• Consigne A
Indiquez si chacune des affirmations suivantes concorde avec le texte sur le cimetière joyeux de Săpânţa : (i) la tradition du cimetière joyeux est née en 1935 ; (ii) le père d'Ana-Maria Stan est devenu l'apprenti de Stan Pătraş à l'âge de 12 ans ; (iii) tous les textes des croix sont écrits en prose. Répondez par oui ou par non et citez à l'identique les mots du texte qui tranchent.
• Consigne B
Transcrivez fidèlement le passage du texte sur le cimetière joyeux de Săpânţa, en commençant aux mots « Bien que dans » et en vous arrêtant après « ou expressions désuètes. ».

• Texte extrait
━━━━━━━━━━

Tag: Cimetière joyeux

  • Les croix peintes de Săpânţa

    Les croix peintes de Săpânţa

    Bien que dans la culture roumaine, la mort soit généralement accueillie
    avec chagrin, le département de Maramureş, dans le nord de la Roumanie, a pris
    le pas de voir les choses autrement. C’est ainsi qu’est née une nouvelle
    tradition en 1935, grâce au désormais célèbre « cimetière joyeux » de
    Săpânţa. A partir de 1960, les épitaphes colorées sculptées dans le bois se
    sont multipliées dans ce lieu de recueillement, qui est devenu, avec le temps,
    un véritable musée à ciel ouvert, unique en son genre, et qui fait le bonheur
    des touristes. Les visiteurs pourront observer que les croix sont peintes
    parfois des deux côtés : sur la première se trouve une description de la
    vie du défunt, et sur l’autre la cause de son décès. La plupart des textes sont
    écrits en vers et comportent des fautes d’orthographe ou expressions désuètes.


    Aujourd’hui nous en sommes à la troisième génération de sculpteurs de croix
    de bois traditionnelles. Ana-Maria Stan est fille de Dumitru Pop-Tincu qui fut
    apprenti de Stan Ioan Pătraș, le premier créateur de ces croix pas comme les
    autres elle est aussi l’épouse de celui qui perpétue aujourd’hui cette
    tradition : Stan Ioan Pătraș deuxième du nom. Elle nous raconte :


    « Mon père est devenu l’apprenti
    de Stan Pătraş à l’âge de 9 ans. Puis il est allé poursuivre sa formation à
    Timișoara, dont il est revenu en 1977, après le décès de Stan. Il a
    perpétué la tradition jusqu’à ce qu’il a passe à son tour l’arme à gauche, à
    l’âge de 67 ans. Il aimait beaucoup le village, puisqu’il était lui-même
    originaire de Sapanţa. C’est probablement ce qui lui a donné goût à cette tradition
    qu’il a voulu préserver. Avec ces croix en bois, Stan Pătraş nous a aidés nous,
    les habitants du village, à mieux vivre notre deuil, qui fait partie de la vie
    en fait. Pour nous c’est quelque chose de normal. Je suis jeune, j’ai grandi
    avec ces croix, je n’ai connu que ça, cela me semble tout à fait normal et aux
    habitants du village aussi.
    »


    La légende raconte que Stan Ioan Pătraș premier du nom se serait inspiré de
    la culture dace qui considérait la mort comme un évènement joyeux. Quoiqu’il en
    soit, les artisans ont eu à cœur de perpétuer la tradition, en formant les
    nouvelles générations. Ana-Maria Stan poursuit :


    « Mon père, comme Stan Pătraș avant
    lui, a eu deux filles. Ils ont chacun formé de nombreux apprentis. Je me suis
    mariée en 2011 et mon mari a travaillé aux côtés de mon père. Pas tout le
    temps, bien sûr. Mais après notre mariage il l’a aidé et c’est comme ça qu’il a
    appris le métier. Nous avons un fils, mais si d’autres ont envie de découvrir
    cet art de la sculpture de croix de bois, pourquoi ne pas leur
    apprendre ?

━━━━━━━━━━

(Entrées du jeu de données)
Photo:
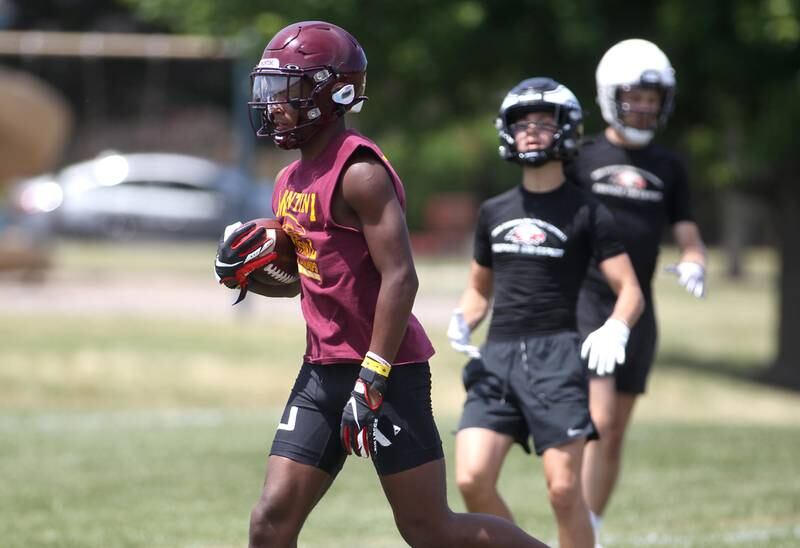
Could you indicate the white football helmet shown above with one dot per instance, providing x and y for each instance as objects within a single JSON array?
[{"x": 628, "y": 64}]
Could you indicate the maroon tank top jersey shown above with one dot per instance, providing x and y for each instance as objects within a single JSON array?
[{"x": 339, "y": 282}]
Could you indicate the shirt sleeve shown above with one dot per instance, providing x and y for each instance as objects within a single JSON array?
[
  {"x": 483, "y": 241},
  {"x": 606, "y": 241},
  {"x": 678, "y": 202}
]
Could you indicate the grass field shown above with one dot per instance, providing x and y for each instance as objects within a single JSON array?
[{"x": 123, "y": 427}]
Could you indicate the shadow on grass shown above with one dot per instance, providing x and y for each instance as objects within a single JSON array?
[{"x": 765, "y": 374}]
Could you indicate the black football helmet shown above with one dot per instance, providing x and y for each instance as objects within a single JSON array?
[{"x": 537, "y": 95}]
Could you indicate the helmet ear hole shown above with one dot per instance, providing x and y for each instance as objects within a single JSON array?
[{"x": 344, "y": 95}]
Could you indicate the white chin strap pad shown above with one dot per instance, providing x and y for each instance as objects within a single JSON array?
[{"x": 344, "y": 95}]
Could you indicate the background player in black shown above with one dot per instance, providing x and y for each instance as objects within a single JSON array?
[
  {"x": 532, "y": 247},
  {"x": 645, "y": 187}
]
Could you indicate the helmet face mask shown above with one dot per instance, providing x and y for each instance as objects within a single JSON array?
[
  {"x": 313, "y": 72},
  {"x": 630, "y": 66},
  {"x": 540, "y": 95}
]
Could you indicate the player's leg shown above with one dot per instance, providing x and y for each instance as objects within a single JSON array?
[
  {"x": 306, "y": 454},
  {"x": 419, "y": 501},
  {"x": 491, "y": 422},
  {"x": 555, "y": 402},
  {"x": 612, "y": 402},
  {"x": 562, "y": 470},
  {"x": 291, "y": 490},
  {"x": 411, "y": 466},
  {"x": 479, "y": 456},
  {"x": 600, "y": 466}
]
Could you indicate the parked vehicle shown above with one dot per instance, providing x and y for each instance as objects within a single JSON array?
[{"x": 144, "y": 195}]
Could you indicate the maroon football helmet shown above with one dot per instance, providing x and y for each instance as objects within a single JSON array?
[{"x": 318, "y": 69}]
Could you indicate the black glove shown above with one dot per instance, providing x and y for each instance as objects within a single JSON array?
[
  {"x": 242, "y": 249},
  {"x": 362, "y": 410}
]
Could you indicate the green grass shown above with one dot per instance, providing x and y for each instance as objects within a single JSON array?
[{"x": 152, "y": 431}]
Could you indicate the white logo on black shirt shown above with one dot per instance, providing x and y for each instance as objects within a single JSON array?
[
  {"x": 625, "y": 181},
  {"x": 526, "y": 236}
]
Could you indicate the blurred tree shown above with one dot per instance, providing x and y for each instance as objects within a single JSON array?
[{"x": 438, "y": 71}]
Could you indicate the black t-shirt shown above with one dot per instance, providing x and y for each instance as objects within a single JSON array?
[
  {"x": 644, "y": 188},
  {"x": 538, "y": 246}
]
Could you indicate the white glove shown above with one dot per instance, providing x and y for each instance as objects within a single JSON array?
[
  {"x": 690, "y": 275},
  {"x": 605, "y": 346},
  {"x": 458, "y": 332}
]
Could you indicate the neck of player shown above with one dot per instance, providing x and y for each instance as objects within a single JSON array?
[
  {"x": 544, "y": 178},
  {"x": 315, "y": 146}
]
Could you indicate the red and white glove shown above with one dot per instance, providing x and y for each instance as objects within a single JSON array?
[
  {"x": 691, "y": 276},
  {"x": 605, "y": 346},
  {"x": 363, "y": 409},
  {"x": 242, "y": 249}
]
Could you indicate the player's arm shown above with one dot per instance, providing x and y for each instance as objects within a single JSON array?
[
  {"x": 621, "y": 277},
  {"x": 605, "y": 346},
  {"x": 283, "y": 290},
  {"x": 687, "y": 237},
  {"x": 691, "y": 268},
  {"x": 472, "y": 309},
  {"x": 370, "y": 202},
  {"x": 477, "y": 297}
]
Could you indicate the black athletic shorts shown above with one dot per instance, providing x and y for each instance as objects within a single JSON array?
[
  {"x": 309, "y": 429},
  {"x": 530, "y": 387},
  {"x": 631, "y": 376}
]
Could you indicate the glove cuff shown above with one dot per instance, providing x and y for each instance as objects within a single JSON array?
[
  {"x": 619, "y": 328},
  {"x": 375, "y": 363}
]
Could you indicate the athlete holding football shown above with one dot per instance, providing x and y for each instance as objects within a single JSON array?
[
  {"x": 533, "y": 244},
  {"x": 645, "y": 187},
  {"x": 364, "y": 386}
]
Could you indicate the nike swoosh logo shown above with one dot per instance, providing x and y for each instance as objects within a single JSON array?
[{"x": 220, "y": 263}]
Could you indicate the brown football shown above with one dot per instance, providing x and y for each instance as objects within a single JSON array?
[{"x": 283, "y": 270}]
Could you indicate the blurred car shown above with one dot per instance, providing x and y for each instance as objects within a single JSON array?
[{"x": 143, "y": 195}]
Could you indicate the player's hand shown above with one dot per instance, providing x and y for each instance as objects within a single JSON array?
[
  {"x": 242, "y": 249},
  {"x": 459, "y": 332},
  {"x": 360, "y": 419},
  {"x": 363, "y": 409},
  {"x": 605, "y": 346},
  {"x": 690, "y": 275}
]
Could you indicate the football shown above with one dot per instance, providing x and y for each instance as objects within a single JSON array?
[{"x": 283, "y": 270}]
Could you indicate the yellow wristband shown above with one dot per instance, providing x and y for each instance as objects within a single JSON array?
[{"x": 373, "y": 362}]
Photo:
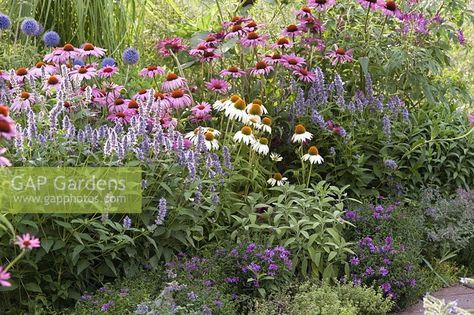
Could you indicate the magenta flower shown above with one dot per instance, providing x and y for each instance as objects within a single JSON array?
[
  {"x": 4, "y": 276},
  {"x": 304, "y": 75},
  {"x": 321, "y": 5},
  {"x": 292, "y": 31},
  {"x": 372, "y": 4},
  {"x": 107, "y": 71},
  {"x": 63, "y": 54},
  {"x": 23, "y": 102},
  {"x": 124, "y": 116},
  {"x": 170, "y": 45},
  {"x": 27, "y": 241},
  {"x": 179, "y": 99},
  {"x": 292, "y": 61},
  {"x": 7, "y": 127},
  {"x": 254, "y": 40},
  {"x": 83, "y": 73},
  {"x": 151, "y": 71},
  {"x": 282, "y": 43},
  {"x": 390, "y": 8},
  {"x": 218, "y": 86},
  {"x": 261, "y": 68},
  {"x": 88, "y": 49},
  {"x": 340, "y": 55},
  {"x": 3, "y": 160},
  {"x": 173, "y": 82},
  {"x": 470, "y": 118},
  {"x": 233, "y": 72},
  {"x": 37, "y": 70}
]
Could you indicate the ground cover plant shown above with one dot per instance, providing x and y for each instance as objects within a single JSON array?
[{"x": 279, "y": 143}]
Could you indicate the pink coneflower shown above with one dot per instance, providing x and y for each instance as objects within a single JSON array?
[
  {"x": 123, "y": 116},
  {"x": 7, "y": 127},
  {"x": 233, "y": 72},
  {"x": 201, "y": 112},
  {"x": 470, "y": 118},
  {"x": 218, "y": 86},
  {"x": 340, "y": 55},
  {"x": 3, "y": 160},
  {"x": 321, "y": 5},
  {"x": 22, "y": 74},
  {"x": 83, "y": 73},
  {"x": 292, "y": 61},
  {"x": 254, "y": 40},
  {"x": 260, "y": 68},
  {"x": 170, "y": 45},
  {"x": 236, "y": 30},
  {"x": 141, "y": 95},
  {"x": 53, "y": 82},
  {"x": 273, "y": 59},
  {"x": 173, "y": 82},
  {"x": 107, "y": 71},
  {"x": 23, "y": 102},
  {"x": 4, "y": 277},
  {"x": 179, "y": 99},
  {"x": 63, "y": 54},
  {"x": 118, "y": 105},
  {"x": 304, "y": 13},
  {"x": 292, "y": 31},
  {"x": 282, "y": 43},
  {"x": 304, "y": 75},
  {"x": 37, "y": 70},
  {"x": 152, "y": 71},
  {"x": 311, "y": 25},
  {"x": 27, "y": 241},
  {"x": 372, "y": 4},
  {"x": 209, "y": 56},
  {"x": 200, "y": 49},
  {"x": 90, "y": 50},
  {"x": 390, "y": 8}
]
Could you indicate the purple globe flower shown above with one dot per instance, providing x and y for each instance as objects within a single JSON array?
[
  {"x": 30, "y": 27},
  {"x": 5, "y": 22},
  {"x": 130, "y": 56},
  {"x": 51, "y": 39}
]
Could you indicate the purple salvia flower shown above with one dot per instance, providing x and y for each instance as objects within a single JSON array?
[{"x": 162, "y": 211}]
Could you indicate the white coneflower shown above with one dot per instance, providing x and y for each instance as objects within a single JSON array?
[
  {"x": 211, "y": 142},
  {"x": 301, "y": 134},
  {"x": 277, "y": 180},
  {"x": 193, "y": 136},
  {"x": 261, "y": 146},
  {"x": 245, "y": 135},
  {"x": 276, "y": 157},
  {"x": 313, "y": 156},
  {"x": 237, "y": 111}
]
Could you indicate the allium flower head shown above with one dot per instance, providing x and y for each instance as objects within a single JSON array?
[
  {"x": 29, "y": 27},
  {"x": 313, "y": 156},
  {"x": 27, "y": 241},
  {"x": 51, "y": 39},
  {"x": 130, "y": 56},
  {"x": 340, "y": 55},
  {"x": 277, "y": 180},
  {"x": 5, "y": 22},
  {"x": 4, "y": 277},
  {"x": 90, "y": 50},
  {"x": 301, "y": 135}
]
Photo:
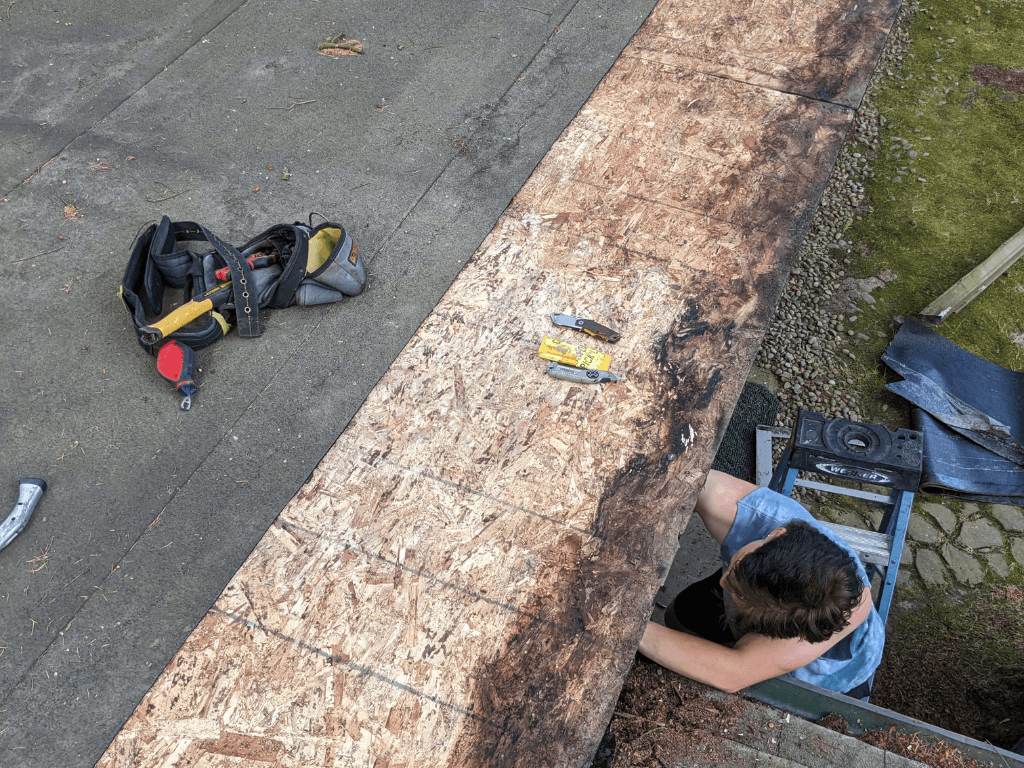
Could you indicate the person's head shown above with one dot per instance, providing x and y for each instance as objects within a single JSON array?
[{"x": 795, "y": 583}]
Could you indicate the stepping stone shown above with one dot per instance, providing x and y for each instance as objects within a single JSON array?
[
  {"x": 966, "y": 567},
  {"x": 930, "y": 566},
  {"x": 980, "y": 535},
  {"x": 1011, "y": 518},
  {"x": 942, "y": 515}
]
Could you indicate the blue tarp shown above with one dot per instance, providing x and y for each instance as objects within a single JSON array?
[{"x": 970, "y": 411}]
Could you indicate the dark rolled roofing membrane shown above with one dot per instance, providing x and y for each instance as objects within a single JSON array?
[{"x": 970, "y": 411}]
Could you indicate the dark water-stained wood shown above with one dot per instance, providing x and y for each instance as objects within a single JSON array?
[
  {"x": 464, "y": 580},
  {"x": 822, "y": 50}
]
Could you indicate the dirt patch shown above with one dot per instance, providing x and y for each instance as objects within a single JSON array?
[
  {"x": 1011, "y": 80},
  {"x": 958, "y": 665},
  {"x": 936, "y": 754},
  {"x": 665, "y": 719}
]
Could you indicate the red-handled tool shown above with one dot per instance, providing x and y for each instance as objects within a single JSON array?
[
  {"x": 176, "y": 363},
  {"x": 256, "y": 261}
]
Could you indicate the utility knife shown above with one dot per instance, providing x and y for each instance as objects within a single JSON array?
[
  {"x": 582, "y": 324},
  {"x": 580, "y": 375}
]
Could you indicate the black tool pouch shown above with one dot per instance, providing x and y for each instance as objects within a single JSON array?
[{"x": 157, "y": 262}]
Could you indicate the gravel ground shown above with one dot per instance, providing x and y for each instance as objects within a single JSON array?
[{"x": 807, "y": 346}]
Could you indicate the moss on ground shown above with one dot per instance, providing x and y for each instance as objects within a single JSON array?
[{"x": 969, "y": 144}]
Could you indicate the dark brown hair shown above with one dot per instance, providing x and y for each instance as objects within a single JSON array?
[{"x": 800, "y": 584}]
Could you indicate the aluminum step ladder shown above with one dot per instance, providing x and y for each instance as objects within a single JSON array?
[{"x": 867, "y": 455}]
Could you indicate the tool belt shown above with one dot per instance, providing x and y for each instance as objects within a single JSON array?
[
  {"x": 303, "y": 265},
  {"x": 224, "y": 286}
]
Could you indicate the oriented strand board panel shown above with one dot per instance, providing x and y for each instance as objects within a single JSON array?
[
  {"x": 824, "y": 50},
  {"x": 465, "y": 578}
]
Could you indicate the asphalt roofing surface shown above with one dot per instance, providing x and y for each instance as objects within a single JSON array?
[{"x": 114, "y": 114}]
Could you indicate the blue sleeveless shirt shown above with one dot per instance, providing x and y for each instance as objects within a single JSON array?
[{"x": 850, "y": 662}]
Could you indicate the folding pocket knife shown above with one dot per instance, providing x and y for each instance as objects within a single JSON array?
[
  {"x": 580, "y": 375},
  {"x": 588, "y": 326}
]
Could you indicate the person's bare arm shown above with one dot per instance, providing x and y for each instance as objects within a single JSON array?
[
  {"x": 717, "y": 503},
  {"x": 752, "y": 659}
]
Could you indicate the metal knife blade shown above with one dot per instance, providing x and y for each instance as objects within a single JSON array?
[
  {"x": 579, "y": 375},
  {"x": 588, "y": 326}
]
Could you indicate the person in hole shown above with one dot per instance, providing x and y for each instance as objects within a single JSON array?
[{"x": 793, "y": 598}]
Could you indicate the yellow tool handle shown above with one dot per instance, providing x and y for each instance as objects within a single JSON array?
[{"x": 185, "y": 314}]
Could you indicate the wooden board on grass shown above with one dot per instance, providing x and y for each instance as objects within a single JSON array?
[{"x": 465, "y": 578}]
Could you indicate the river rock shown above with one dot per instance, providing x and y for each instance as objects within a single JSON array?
[
  {"x": 966, "y": 567},
  {"x": 980, "y": 535}
]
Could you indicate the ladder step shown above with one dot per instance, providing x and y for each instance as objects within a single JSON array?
[{"x": 871, "y": 546}]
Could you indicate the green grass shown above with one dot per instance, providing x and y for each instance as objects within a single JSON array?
[{"x": 932, "y": 233}]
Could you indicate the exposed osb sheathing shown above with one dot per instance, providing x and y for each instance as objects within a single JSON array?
[{"x": 465, "y": 579}]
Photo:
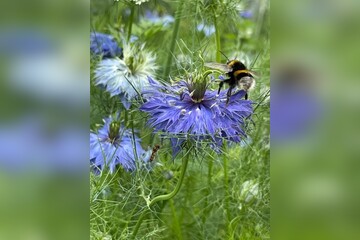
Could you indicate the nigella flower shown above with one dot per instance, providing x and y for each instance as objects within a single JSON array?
[
  {"x": 140, "y": 1},
  {"x": 247, "y": 14},
  {"x": 190, "y": 109},
  {"x": 104, "y": 44},
  {"x": 126, "y": 77},
  {"x": 207, "y": 29},
  {"x": 113, "y": 145}
]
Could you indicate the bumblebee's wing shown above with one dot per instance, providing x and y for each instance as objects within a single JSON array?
[{"x": 219, "y": 66}]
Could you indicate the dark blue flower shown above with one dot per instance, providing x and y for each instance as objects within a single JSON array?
[
  {"x": 113, "y": 145},
  {"x": 247, "y": 14},
  {"x": 190, "y": 109},
  {"x": 104, "y": 44}
]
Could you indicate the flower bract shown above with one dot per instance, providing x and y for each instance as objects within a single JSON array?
[
  {"x": 126, "y": 77},
  {"x": 191, "y": 110},
  {"x": 104, "y": 44}
]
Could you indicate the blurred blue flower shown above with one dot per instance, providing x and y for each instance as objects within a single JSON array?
[
  {"x": 104, "y": 44},
  {"x": 154, "y": 17},
  {"x": 208, "y": 30},
  {"x": 190, "y": 109},
  {"x": 126, "y": 77},
  {"x": 113, "y": 145}
]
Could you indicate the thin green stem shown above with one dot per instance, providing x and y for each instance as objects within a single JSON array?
[
  {"x": 208, "y": 189},
  {"x": 165, "y": 196},
  {"x": 173, "y": 39},
  {"x": 226, "y": 186},
  {"x": 138, "y": 224},
  {"x": 131, "y": 20},
  {"x": 217, "y": 40}
]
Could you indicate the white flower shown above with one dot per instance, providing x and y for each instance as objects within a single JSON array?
[
  {"x": 126, "y": 77},
  {"x": 140, "y": 1}
]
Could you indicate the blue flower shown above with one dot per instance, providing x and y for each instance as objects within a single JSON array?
[
  {"x": 104, "y": 44},
  {"x": 113, "y": 145},
  {"x": 190, "y": 109}
]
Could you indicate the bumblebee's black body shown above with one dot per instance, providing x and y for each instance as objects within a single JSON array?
[{"x": 235, "y": 71}]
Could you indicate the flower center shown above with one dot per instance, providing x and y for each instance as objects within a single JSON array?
[
  {"x": 114, "y": 129},
  {"x": 197, "y": 90}
]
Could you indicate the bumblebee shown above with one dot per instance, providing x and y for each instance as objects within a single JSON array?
[
  {"x": 237, "y": 74},
  {"x": 155, "y": 149}
]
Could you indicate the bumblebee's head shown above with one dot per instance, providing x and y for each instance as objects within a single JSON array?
[{"x": 236, "y": 65}]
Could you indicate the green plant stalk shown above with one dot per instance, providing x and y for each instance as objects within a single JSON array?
[
  {"x": 165, "y": 196},
  {"x": 177, "y": 187},
  {"x": 226, "y": 186},
  {"x": 206, "y": 203},
  {"x": 173, "y": 39},
  {"x": 131, "y": 20},
  {"x": 176, "y": 220},
  {"x": 217, "y": 40}
]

━━━━━━━━━━

• Réponse attendue A
(i) Oui : « C’est ainsi qu’est née une nouvelle tradition en 1935 ».
(ii) Non : « Mon père est devenu l’apprenti de Stan Pătraş à l’âge de 9 ans ».
(iii) Non : « La plupart des textes sont écrits en vers ».

• Réponse attendue B
Bien que dans la culture roumaine, la mort soit généralement accueillie
    avec chagrin, le département de Maramureş, dans le nord de la Roumanie, a pris
    le pas de voir les choses autrement. C’est ainsi qu’est née une nouvelle
    tradition en 1935, grâce au désormais célèbre « cimetière joyeux » de
    Săpânţa. A partir de 1960, les épitaphes colorées sculptées dans le bois se
    sont multipliées dans ce lieu de recueillement, qui est devenu, avec le temps,
    un véritable musée à ciel ouvert, unique en son genre, et qui fait le bonheur
    des touristes. Les visiteurs pourront observer que les croix sont peintes
    parfois des deux côtés : sur la première se trouve une description de la
    vie du défunt, et sur l’autre la cause de son décès. La plupart des textes sont
    écrits en vers et comportent des fautes d’orthographe ou expressions désuètes.